● Desafios:
1. Transcreva do texto sobre os Atletas de Cristo tudo o que vai desde "Antes que comecem" até "fora de campo.".
2. De acordo com o texto sobre os Atletas de Cristo, por que muita gente, no começo, achou bacana o Atleta de Cristo? Responda em uma a três frases.
3. Prossiga com o texto sobre os Atletas de Cristo a partir da última frase apresentada.

● Trecho do texto:
····················
Créditos da imagem: futebolinterior.com.br
Fica difícil lembrar como tudo começou dentro de campo, mas acho que já faz um bom par de anos. Lembram dos atletas de Cristo? Parecia algo midiático e passageiro, aquela coisa toda de se abraçar em campo e antes, rezar no vestiário.
Antes que comecem a me crucificar enfatizo que o assunto é futebol e não religião. Então, cada macaco no seu galho. No campo jogamos futebol e na sinagoga, no terreiro, na mesquita ou na igreja, oramos e mostramos a nossa fé e o quanto somos pecadores, generosos ou desprezíveis.
Acho que muita gente no começo até achou bacana, pois ao contrário do atleta festeiro e boêmio surgia seu antípoda, o Atleta de Cristo, cheio de bons modos e intenções, dentro e fora de campo.
····················
● Material fornecido:

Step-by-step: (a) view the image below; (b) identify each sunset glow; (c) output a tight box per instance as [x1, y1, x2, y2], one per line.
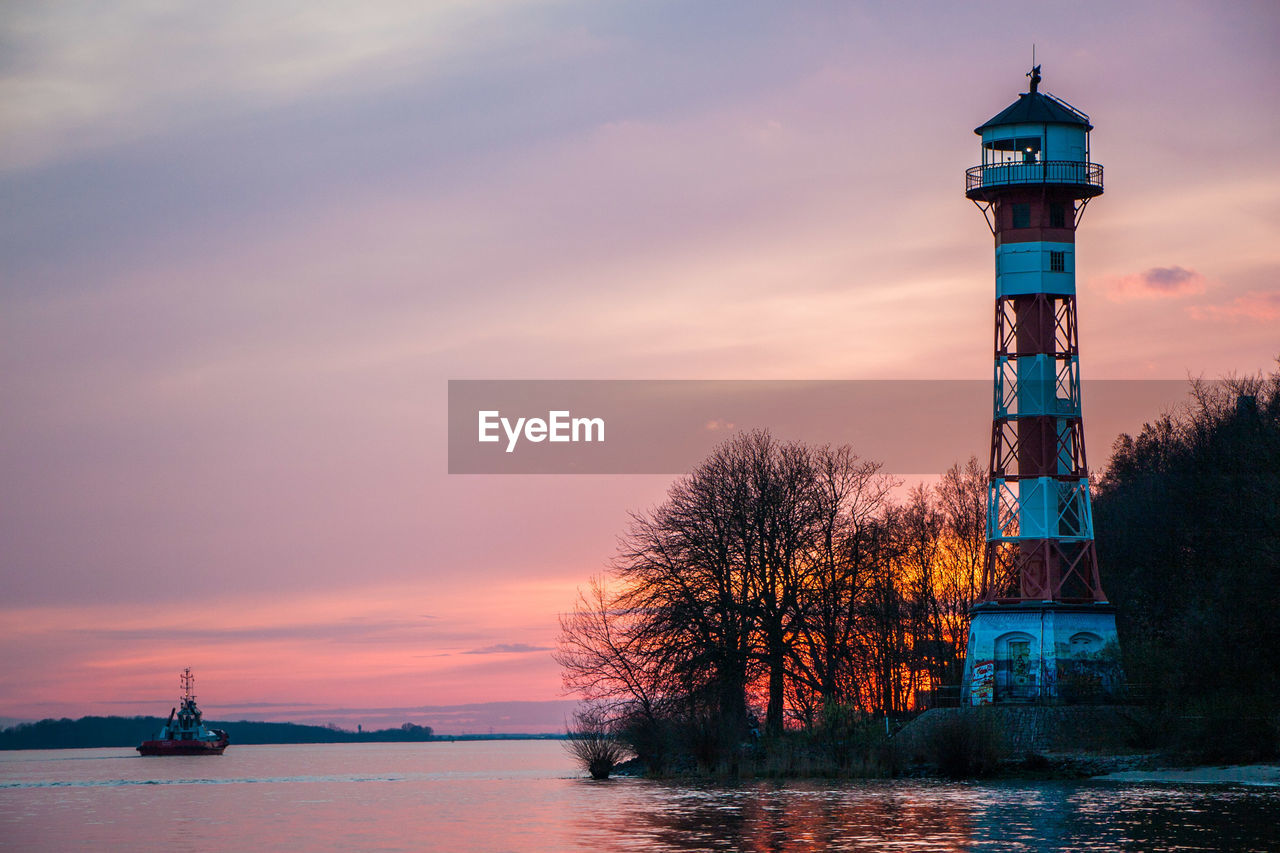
[0, 0, 1280, 731]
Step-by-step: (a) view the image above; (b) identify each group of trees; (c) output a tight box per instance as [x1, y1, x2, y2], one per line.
[1094, 371, 1280, 712]
[557, 432, 986, 762]
[557, 361, 1280, 766]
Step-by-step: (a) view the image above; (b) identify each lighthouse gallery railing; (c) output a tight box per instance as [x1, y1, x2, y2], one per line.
[965, 160, 1102, 192]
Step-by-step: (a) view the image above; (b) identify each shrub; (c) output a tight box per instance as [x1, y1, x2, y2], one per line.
[927, 710, 1004, 779]
[564, 708, 627, 779]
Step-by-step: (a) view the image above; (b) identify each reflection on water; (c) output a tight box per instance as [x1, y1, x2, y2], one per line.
[0, 742, 1280, 853]
[593, 780, 1280, 853]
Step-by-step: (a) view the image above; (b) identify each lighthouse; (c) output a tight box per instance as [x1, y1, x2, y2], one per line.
[961, 65, 1120, 704]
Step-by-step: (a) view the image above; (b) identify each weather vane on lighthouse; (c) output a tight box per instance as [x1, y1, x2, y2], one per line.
[961, 66, 1121, 704]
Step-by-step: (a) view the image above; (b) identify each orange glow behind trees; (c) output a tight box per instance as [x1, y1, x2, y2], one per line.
[557, 433, 986, 739]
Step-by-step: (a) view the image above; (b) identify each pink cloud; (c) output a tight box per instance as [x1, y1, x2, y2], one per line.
[1187, 291, 1280, 320]
[1103, 266, 1206, 302]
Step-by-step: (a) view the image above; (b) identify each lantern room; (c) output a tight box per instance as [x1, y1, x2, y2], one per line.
[965, 65, 1102, 201]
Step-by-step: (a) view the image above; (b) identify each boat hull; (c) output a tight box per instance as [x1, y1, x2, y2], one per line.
[137, 739, 227, 756]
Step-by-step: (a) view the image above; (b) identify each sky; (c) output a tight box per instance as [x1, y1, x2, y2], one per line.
[0, 0, 1280, 733]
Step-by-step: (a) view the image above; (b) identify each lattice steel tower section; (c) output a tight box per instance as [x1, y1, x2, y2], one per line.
[963, 65, 1120, 704]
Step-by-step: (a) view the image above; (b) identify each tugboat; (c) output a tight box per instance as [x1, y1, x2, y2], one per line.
[137, 666, 230, 756]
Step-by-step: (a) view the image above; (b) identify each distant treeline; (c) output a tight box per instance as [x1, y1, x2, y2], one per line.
[0, 717, 435, 749]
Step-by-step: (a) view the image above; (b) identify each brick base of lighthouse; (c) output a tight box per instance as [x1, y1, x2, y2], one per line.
[961, 602, 1123, 704]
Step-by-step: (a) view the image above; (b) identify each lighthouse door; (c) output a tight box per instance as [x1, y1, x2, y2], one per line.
[996, 634, 1036, 702]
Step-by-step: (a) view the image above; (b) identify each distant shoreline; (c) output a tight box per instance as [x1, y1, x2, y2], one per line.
[1092, 765, 1280, 788]
[0, 717, 564, 751]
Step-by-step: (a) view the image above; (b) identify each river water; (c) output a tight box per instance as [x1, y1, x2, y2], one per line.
[0, 740, 1280, 853]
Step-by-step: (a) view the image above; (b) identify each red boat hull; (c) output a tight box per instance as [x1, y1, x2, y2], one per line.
[137, 738, 227, 756]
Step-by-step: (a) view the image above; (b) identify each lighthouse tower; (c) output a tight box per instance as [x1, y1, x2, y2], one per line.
[961, 65, 1120, 704]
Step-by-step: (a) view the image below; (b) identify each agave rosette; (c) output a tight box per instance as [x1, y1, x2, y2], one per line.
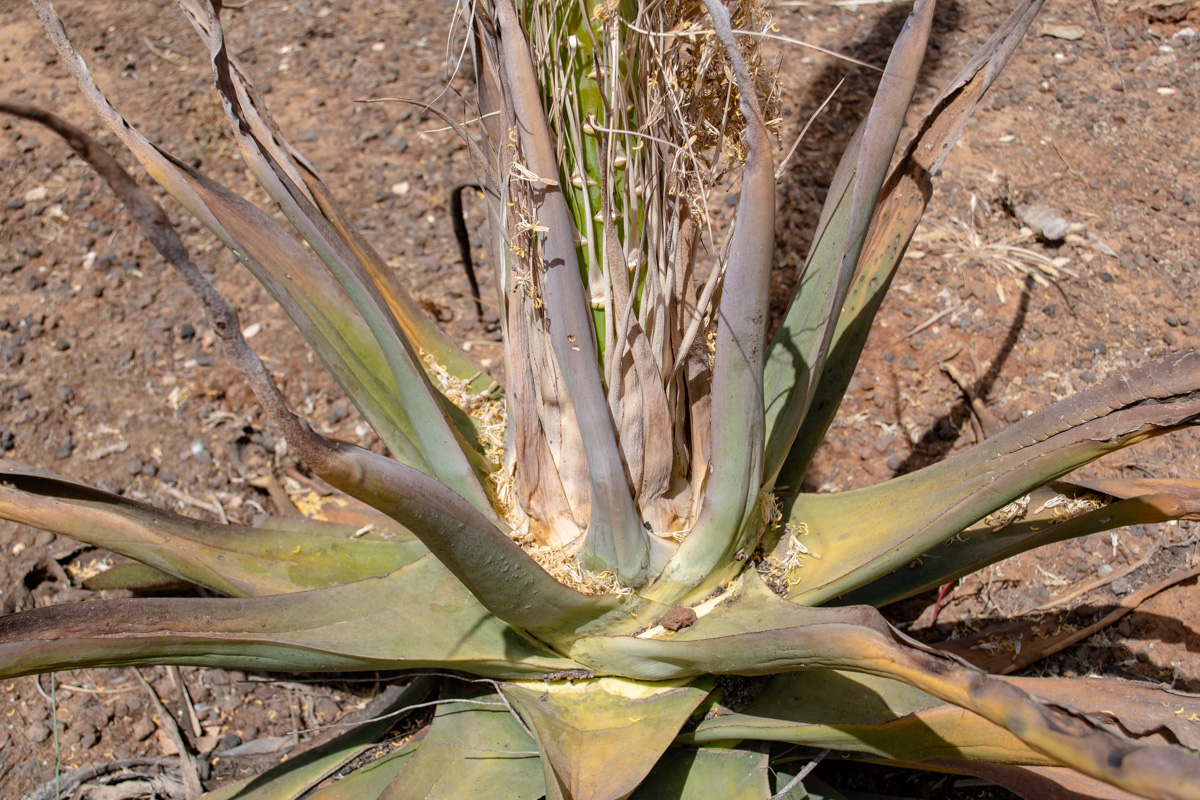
····················
● Respostas em ordem:
1.
Antes que comecem a me crucificar enfatizo que o assunto é futebol e não religião. Então, cada macaco no seu galho. No campo jogamos futebol e na sinagoga, no terreiro, na mesquita ou na igreja, oramos e mostramos a nossa fé e o quanto somos pecadores, generosos ou desprezíveis.
Acho que muita gente no começo até achou bacana, pois ao contrário do atleta festeiro e boêmio surgia seu antípoda, o Atleta de Cristo, cheio de bons modos e intenções, dentro e fora de campo.

2. Muita gente achou bacana porque, ao contrário do atleta festeiro e boêmio, surgia o seu antípoda, o Atleta de Cristo. Ele era cheio de bons modos e intenções, dentro e fora de campo.

3.
Lá atrás, no mundo de antigamente, os saltos quase ornamentais e depois as dancinhas e outras criatividades típicas brasileiras inundavam o campo na comemoração do gol, mas nunca, creio eu, ao ponto de competir com o gesto emblemático de Pelé, que ao saltar colocava o punho direito cerrado e socando o ar sobre sua cabeça. Muito imitado, mas nunca igualado.
Depois, pode-se perceber que nas entrevistas a referência eram chavões seguidos de “graças à Deus”, “foi Deus que quis”, “tenho fé”, “estamos com Cristo”, etc.
Teve também o maior e mais icônico garoto propaganda da fé evangélica encarnada no jogador Kaká, que chegou a doar a taça que recebeu como melhor jogador do mundo para a igreja que frequentava e defendia, apesar de todas as críticas e notícias que vinculavam dirigentes com dólares não declaradas nos States. Por ocasião do seu rompimento com a Igreja Renascer em 2010, acabou pedindo o troféu de volta – que não sei se entregaram.
Um exemplo bem feio para seus fiéis eu diria. Foram anos de demonstração de fé pública do jogador até o rompimento com a igreja.
Mas confesso que fui surpreendida e acho que nada iguala a imagem recente de jogadores do Santos ajoelhados no gramado, com seus uniformes brancos com ambos os braços levantados para o alto como em uma prece, e com o indicador apontando para o céu durante partida do Campeonato Paulista.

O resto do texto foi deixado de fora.